● **Excerto selecionado**
..............................

No dia em que chegou ao poder, Javier Milei revogou uma lei que proibia o nepotismo, para poder nomear a sua irmã Karina como sua chefe de gabinete. Karina não tinha experiência política. Era uma leitora de tarô que vendia bolos no Instagram. Mas, tal como Javier, é uma libertária de direita declarada e tornou-se uma das pessoas mais poderosas do seu governo.
Porém, Karina Milei foi acusada de corrupção. Em agosto, divulgou uma gravação na qual um membro da equipa jurídica de Milei discutia como uma empresa farmacêutica privada estava a pagar subornos a funcionários do governo Milei, incluindo a sua irmã Karina, acusada de roubar meio milhão de dólares por mês da Agência Nacional de Deficiência da Argentina, canalizando o dinheiro através da empresa farmacêutica. Este escândalo causou indignação generalizada na Argentina, agravando ainda mais os problemas económicos já existentes no país.

..............................

● **Dados para análise**
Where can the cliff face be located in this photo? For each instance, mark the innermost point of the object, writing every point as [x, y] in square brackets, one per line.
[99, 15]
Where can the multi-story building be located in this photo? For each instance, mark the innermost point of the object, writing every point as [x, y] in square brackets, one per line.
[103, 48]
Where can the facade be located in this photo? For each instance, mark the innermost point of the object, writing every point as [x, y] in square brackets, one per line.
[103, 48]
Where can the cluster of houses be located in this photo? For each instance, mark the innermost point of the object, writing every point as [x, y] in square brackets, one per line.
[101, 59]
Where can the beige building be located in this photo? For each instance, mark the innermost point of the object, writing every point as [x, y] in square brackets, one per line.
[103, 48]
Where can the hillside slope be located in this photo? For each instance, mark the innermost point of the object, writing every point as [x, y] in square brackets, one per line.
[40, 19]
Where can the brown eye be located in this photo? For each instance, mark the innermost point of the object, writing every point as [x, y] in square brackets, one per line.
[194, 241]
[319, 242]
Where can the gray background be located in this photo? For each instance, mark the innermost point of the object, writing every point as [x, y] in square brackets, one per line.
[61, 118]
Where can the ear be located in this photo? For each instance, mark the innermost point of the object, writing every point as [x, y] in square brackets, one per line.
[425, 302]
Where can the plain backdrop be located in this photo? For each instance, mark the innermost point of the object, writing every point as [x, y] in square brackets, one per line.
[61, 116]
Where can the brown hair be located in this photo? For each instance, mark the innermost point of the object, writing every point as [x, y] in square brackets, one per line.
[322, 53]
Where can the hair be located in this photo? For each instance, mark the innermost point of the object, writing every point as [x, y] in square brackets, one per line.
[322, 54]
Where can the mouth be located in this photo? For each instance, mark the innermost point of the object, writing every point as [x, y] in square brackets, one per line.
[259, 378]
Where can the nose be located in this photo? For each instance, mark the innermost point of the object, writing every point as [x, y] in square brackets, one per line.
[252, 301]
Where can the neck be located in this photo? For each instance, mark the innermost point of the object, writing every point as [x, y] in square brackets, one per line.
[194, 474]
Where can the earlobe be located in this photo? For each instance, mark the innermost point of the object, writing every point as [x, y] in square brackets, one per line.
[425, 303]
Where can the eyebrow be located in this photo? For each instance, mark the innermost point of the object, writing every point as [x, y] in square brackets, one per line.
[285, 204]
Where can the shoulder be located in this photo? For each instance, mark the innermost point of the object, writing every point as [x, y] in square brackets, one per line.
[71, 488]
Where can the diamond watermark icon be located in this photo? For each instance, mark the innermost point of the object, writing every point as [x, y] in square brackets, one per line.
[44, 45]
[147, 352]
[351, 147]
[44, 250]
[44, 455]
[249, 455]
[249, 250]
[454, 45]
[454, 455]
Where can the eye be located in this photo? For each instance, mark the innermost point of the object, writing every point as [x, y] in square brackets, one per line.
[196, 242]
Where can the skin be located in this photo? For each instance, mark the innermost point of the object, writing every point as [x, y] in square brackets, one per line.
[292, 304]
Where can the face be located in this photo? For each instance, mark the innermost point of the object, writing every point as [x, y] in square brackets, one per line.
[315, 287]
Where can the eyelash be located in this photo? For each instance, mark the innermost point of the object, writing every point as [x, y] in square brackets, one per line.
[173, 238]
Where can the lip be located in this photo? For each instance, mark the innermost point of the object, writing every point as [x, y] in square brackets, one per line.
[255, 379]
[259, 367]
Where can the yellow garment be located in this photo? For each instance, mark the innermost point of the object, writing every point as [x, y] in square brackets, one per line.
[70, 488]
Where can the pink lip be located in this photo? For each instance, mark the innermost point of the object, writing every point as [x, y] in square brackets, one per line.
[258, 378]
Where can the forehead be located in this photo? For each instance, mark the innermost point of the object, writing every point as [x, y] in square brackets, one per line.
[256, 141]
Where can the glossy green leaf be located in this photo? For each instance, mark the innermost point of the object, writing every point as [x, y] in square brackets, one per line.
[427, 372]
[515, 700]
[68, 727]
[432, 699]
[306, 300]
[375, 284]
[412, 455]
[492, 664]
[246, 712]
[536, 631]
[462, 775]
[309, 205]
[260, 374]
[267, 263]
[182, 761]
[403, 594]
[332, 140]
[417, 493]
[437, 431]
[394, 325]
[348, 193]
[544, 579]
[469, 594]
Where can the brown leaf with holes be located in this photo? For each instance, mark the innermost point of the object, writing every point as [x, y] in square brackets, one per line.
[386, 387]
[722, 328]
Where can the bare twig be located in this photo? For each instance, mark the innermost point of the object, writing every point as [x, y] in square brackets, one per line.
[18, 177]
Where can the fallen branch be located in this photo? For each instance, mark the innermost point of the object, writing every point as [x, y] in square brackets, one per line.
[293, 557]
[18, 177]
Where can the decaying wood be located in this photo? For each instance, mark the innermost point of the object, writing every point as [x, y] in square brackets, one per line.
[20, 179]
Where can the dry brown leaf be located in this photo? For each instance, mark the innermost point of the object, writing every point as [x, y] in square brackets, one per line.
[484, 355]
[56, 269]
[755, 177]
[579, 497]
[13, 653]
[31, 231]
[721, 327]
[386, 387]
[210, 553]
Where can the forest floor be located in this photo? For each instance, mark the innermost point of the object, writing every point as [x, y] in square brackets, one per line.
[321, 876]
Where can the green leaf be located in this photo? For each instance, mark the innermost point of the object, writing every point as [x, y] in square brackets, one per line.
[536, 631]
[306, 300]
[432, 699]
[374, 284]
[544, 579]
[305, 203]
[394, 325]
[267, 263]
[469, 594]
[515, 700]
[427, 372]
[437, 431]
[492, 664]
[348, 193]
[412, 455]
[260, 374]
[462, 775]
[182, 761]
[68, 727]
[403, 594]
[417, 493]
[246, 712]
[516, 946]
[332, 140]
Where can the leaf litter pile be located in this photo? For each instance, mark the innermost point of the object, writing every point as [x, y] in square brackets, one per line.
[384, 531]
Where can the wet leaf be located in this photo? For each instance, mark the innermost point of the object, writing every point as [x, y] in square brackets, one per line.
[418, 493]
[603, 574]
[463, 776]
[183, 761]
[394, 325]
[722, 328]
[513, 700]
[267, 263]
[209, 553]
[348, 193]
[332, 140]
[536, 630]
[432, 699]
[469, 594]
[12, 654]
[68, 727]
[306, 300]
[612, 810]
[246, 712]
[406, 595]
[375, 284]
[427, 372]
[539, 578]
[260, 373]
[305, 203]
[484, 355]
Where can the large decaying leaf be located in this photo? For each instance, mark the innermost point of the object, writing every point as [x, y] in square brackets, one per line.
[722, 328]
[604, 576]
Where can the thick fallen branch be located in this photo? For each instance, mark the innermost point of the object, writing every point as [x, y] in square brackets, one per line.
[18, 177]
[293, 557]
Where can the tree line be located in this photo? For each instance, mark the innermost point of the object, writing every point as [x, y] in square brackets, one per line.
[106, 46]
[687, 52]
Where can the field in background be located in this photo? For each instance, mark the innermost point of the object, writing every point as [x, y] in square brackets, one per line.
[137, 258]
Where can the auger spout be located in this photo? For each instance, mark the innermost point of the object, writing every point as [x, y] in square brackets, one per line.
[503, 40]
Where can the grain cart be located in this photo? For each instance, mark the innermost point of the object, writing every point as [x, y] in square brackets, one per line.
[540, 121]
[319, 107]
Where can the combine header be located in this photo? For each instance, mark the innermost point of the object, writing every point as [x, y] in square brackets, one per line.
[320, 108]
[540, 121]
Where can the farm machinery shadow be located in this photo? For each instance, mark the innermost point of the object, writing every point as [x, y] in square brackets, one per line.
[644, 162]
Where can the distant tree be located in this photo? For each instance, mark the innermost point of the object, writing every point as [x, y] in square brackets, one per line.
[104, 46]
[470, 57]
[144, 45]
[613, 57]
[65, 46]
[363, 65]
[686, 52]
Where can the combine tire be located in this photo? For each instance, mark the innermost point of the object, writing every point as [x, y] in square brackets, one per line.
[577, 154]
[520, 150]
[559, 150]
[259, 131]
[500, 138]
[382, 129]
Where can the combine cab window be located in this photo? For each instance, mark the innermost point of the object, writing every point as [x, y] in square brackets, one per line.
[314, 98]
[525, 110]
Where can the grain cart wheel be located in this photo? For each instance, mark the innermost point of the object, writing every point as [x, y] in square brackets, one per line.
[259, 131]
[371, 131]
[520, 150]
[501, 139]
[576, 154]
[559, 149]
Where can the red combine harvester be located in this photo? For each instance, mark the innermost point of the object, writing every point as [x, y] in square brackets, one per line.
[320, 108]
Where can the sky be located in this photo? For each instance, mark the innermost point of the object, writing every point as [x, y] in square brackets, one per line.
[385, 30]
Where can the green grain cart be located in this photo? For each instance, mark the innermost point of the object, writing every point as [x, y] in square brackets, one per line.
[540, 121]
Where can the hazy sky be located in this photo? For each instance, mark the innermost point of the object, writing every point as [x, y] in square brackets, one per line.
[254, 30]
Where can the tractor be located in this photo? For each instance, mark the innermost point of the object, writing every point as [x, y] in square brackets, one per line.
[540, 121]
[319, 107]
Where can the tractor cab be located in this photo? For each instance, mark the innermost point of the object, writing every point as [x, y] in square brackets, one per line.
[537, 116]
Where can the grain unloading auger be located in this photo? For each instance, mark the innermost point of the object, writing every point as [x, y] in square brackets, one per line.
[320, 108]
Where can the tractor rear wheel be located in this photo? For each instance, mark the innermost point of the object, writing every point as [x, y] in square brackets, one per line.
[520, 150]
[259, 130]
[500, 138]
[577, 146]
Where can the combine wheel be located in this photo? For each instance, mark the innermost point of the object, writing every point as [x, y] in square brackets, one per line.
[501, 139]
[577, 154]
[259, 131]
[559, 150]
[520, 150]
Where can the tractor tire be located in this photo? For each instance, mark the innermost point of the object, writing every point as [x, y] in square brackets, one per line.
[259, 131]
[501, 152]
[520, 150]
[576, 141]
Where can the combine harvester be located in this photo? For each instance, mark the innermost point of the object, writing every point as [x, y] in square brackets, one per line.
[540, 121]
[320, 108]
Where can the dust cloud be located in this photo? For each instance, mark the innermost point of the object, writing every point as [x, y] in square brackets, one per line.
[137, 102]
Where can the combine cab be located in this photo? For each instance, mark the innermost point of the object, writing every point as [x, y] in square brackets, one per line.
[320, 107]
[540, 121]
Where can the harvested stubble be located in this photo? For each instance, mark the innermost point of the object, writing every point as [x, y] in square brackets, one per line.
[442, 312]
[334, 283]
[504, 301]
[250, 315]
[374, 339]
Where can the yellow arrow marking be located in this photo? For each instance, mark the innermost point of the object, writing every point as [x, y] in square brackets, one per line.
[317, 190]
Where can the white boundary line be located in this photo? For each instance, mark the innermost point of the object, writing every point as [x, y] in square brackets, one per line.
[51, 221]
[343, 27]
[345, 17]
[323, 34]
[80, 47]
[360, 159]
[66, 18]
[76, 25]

..............................

● **Tarefa A**
Enumere todas as informações sobre Karina Milei que o primeiro parágrafo do excerto sobre os Milei apresenta.
● **Tarefa B**
Prossiga o excerto sobre os Milei a partir da última frase apresentada.

● **A sua resposta A**
- É irmã de Javier Milei.
- Foi nomeada chefe de gabinete dele.
- Não tinha experiência política.
- Era leitora de tarô.
- Vendia bolos no Instagram.
- É uma libertária de direita declarada.
- Tornou-se uma das pessoas mais poderosas do governo.

● **A sua resposta B**
Mas isso não é tudo. Javier Milei provocou outro escândalo no início de outubro, quando foi revelado que, poucos dias após a administração Trump anunciar o seu resgate financeiro, o presidente libertário assinou um decreto que dá ao exército dos EUA acesso a várias bases na Argentina e permite que o Departamento de Guerra dos EUA realize exercícios militares em território argentino. Além disso, Milei aprovou essa medida sem a aprovação do Congresso, em flagrante violação da Constituição. O povo argentino ficou furioso. Políticos locais acusaram Milei de «entregar a nossa soberania» e ceder o território argentino ao acesso militar dos EUA como «moeda de troca para seus objetivos eleitorais».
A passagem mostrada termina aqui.